# Exercise directions:
From the entries below, return exactly the lines beginning at the one that contains "Target: riddell logo on helmet" and ending at the one that contains "point: knee brace", both of them included, and only those lines.

[Records for the task Boundary: Start]

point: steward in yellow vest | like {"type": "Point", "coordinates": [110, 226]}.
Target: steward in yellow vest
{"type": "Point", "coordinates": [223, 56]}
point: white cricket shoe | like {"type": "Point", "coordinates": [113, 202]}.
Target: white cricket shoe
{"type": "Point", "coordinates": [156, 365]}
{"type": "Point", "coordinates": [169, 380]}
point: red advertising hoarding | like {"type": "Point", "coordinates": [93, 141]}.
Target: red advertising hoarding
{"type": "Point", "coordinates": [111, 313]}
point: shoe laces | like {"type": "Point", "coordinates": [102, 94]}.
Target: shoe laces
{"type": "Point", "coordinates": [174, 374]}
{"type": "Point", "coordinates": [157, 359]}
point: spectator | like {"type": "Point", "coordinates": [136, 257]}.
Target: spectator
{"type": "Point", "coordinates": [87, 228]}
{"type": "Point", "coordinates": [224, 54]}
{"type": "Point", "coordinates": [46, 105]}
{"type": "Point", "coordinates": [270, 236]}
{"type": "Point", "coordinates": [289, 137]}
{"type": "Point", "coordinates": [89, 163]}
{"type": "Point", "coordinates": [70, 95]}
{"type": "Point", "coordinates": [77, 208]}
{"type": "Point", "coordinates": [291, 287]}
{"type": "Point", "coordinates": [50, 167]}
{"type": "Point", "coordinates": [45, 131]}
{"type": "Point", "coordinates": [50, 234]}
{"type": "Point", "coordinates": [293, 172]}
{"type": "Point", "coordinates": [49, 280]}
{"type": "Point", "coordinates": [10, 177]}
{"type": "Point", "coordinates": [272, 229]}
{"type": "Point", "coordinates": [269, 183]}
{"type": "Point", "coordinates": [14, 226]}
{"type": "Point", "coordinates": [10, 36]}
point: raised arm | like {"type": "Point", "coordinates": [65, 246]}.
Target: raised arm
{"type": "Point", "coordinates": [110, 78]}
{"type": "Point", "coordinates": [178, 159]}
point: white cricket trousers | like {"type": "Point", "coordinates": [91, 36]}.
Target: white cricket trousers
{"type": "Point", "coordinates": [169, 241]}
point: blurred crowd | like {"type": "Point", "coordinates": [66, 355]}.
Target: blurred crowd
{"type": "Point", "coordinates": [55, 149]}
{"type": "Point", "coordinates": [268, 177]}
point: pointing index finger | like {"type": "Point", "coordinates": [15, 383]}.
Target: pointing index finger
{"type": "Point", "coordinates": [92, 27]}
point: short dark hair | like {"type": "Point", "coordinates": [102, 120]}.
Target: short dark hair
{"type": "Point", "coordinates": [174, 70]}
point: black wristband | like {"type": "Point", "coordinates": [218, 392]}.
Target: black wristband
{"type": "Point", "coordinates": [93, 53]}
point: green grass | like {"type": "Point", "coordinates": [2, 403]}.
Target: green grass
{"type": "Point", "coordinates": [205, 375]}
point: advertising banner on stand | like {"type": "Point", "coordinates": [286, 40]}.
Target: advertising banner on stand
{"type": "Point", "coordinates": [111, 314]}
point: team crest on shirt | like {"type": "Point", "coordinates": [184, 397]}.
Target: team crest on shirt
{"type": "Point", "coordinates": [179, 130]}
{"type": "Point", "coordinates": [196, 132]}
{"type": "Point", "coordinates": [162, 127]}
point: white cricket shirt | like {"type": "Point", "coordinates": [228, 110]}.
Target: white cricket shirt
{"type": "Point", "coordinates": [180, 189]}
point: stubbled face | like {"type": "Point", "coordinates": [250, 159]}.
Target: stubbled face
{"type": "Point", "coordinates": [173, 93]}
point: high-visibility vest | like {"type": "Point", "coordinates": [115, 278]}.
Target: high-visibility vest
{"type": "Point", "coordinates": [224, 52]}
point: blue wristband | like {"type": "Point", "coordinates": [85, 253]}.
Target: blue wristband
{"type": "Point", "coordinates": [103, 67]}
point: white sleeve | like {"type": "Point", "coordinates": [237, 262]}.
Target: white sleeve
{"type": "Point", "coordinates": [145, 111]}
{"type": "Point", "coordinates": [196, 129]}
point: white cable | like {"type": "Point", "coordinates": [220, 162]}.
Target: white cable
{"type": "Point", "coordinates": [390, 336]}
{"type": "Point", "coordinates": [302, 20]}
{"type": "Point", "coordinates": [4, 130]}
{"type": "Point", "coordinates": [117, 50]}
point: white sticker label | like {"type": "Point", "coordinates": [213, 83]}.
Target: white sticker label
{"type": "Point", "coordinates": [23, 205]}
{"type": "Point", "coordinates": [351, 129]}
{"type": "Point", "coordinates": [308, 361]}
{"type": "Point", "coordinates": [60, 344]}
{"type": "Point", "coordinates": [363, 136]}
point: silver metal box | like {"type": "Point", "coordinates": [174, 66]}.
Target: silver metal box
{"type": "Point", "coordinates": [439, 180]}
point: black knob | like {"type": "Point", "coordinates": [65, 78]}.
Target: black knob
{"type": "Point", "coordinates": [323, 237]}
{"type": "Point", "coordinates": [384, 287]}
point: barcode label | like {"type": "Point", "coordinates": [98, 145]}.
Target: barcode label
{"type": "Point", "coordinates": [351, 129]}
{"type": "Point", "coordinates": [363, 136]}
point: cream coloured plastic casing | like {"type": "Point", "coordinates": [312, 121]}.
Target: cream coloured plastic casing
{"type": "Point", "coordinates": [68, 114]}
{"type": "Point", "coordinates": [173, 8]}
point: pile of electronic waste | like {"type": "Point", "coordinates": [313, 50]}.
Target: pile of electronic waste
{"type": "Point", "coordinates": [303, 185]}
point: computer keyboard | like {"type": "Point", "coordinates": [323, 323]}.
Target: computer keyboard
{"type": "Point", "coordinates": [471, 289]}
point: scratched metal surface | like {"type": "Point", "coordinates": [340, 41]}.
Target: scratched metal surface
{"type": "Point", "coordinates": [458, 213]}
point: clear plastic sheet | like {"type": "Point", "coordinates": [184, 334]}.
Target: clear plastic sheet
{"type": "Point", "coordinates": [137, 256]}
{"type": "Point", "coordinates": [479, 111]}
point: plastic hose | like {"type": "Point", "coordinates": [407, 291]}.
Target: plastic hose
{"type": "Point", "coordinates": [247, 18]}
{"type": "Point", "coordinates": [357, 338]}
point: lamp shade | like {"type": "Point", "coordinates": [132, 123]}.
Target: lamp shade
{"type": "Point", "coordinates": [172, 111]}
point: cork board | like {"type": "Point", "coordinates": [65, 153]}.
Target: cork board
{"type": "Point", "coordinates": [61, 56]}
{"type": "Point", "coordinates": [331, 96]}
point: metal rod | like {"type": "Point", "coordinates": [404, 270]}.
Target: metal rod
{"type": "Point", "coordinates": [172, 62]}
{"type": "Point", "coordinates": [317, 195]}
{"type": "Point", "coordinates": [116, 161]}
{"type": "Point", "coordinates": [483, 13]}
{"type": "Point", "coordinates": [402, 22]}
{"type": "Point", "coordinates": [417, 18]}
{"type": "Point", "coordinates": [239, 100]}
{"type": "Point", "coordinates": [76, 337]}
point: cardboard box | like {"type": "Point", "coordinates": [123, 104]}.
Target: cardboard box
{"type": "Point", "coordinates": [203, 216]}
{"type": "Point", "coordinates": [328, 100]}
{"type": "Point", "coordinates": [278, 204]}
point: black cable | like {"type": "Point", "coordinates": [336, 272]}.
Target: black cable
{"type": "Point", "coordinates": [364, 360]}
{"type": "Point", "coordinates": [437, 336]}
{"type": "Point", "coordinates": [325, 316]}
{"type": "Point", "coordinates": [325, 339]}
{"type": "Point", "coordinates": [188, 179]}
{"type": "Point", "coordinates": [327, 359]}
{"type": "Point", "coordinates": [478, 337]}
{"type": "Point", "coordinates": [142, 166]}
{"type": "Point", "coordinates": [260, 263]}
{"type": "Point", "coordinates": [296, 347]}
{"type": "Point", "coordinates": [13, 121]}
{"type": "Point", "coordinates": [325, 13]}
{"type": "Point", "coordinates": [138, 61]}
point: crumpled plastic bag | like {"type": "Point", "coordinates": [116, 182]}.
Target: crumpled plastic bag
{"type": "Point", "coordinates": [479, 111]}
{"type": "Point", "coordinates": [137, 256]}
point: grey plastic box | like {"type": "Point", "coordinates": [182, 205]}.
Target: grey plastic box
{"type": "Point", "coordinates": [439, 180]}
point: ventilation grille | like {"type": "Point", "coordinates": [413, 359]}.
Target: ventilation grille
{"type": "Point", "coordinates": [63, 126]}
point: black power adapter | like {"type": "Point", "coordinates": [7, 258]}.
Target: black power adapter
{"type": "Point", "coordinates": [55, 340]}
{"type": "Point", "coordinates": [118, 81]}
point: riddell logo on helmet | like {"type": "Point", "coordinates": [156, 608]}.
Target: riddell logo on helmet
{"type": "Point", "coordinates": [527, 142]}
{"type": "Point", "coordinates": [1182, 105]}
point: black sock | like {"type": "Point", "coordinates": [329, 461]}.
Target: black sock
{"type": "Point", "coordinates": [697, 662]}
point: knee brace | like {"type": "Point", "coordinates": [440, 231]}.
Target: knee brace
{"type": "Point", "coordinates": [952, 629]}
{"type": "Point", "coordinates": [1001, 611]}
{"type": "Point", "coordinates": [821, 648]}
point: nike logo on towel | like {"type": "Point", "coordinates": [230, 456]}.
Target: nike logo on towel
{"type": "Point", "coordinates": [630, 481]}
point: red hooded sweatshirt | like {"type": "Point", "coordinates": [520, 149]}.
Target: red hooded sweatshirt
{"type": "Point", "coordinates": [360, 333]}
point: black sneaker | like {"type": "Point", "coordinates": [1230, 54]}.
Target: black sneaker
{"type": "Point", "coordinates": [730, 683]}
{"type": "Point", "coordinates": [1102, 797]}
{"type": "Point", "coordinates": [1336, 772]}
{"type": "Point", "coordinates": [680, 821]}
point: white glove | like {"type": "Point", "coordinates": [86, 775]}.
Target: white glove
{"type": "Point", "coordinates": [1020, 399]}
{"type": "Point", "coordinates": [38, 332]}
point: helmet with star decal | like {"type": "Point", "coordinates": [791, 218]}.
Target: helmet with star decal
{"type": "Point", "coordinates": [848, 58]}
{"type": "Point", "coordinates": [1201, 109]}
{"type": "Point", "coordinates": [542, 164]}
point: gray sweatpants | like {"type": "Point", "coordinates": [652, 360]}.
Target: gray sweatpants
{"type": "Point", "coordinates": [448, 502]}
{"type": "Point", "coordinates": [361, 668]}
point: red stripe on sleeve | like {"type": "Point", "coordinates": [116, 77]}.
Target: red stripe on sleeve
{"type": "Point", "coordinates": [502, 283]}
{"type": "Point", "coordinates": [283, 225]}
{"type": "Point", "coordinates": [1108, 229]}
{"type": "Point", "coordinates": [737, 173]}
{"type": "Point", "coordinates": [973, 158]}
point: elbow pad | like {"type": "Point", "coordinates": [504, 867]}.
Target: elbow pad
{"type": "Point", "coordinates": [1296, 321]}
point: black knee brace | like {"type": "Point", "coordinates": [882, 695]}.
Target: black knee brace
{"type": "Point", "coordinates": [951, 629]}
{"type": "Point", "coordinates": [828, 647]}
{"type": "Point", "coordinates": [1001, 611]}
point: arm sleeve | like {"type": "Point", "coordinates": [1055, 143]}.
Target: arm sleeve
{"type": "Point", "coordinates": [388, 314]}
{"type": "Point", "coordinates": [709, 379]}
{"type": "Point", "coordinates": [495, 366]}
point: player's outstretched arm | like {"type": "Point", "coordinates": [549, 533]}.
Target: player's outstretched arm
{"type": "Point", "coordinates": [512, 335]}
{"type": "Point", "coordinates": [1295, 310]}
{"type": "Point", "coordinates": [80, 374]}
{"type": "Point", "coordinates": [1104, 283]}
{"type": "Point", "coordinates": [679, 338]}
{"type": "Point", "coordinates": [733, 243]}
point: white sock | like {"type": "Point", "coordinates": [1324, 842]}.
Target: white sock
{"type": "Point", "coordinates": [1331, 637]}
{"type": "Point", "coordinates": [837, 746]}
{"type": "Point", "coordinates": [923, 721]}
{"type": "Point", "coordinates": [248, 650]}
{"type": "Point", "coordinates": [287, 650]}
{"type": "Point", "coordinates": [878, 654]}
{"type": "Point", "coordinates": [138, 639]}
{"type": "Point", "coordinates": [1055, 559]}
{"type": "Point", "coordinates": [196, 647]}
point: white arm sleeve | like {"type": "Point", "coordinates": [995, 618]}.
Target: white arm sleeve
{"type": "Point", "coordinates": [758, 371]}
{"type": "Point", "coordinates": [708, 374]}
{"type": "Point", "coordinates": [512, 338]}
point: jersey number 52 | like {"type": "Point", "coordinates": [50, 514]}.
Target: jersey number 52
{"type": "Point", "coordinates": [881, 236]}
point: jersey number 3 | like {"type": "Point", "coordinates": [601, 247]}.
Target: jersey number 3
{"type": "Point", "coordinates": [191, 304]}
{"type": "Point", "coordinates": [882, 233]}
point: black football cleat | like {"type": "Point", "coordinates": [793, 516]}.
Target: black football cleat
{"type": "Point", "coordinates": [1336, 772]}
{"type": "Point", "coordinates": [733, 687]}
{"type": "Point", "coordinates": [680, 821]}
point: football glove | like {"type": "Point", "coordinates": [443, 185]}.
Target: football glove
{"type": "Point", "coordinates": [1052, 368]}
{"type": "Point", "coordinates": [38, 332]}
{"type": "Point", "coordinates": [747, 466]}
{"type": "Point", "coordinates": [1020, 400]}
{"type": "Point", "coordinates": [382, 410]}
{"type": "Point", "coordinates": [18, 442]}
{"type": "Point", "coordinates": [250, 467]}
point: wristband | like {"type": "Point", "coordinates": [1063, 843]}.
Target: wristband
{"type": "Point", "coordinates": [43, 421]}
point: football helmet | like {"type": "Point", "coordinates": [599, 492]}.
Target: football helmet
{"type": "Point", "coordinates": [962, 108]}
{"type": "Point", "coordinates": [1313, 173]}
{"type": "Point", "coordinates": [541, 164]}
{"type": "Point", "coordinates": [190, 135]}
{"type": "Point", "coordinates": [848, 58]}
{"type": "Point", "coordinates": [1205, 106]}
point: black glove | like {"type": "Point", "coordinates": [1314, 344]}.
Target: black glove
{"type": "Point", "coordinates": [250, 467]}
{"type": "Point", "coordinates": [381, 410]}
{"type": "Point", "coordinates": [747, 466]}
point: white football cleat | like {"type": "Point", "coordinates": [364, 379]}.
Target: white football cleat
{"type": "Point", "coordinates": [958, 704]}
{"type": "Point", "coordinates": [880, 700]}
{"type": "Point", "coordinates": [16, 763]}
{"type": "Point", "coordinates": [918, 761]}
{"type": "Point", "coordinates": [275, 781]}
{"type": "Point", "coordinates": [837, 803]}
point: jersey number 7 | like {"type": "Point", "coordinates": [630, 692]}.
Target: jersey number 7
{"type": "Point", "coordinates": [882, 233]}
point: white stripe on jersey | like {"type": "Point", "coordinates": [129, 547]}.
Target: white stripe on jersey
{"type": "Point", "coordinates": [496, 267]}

[Records for the task Boundary: End]

# Answer to the exercise:
Target: riddell logo on helmet
{"type": "Point", "coordinates": [527, 142]}
{"type": "Point", "coordinates": [1182, 105]}
point: black sock | like {"type": "Point", "coordinates": [329, 461]}.
Target: black sock
{"type": "Point", "coordinates": [697, 662]}
point: knee brace | like {"type": "Point", "coordinates": [440, 231]}.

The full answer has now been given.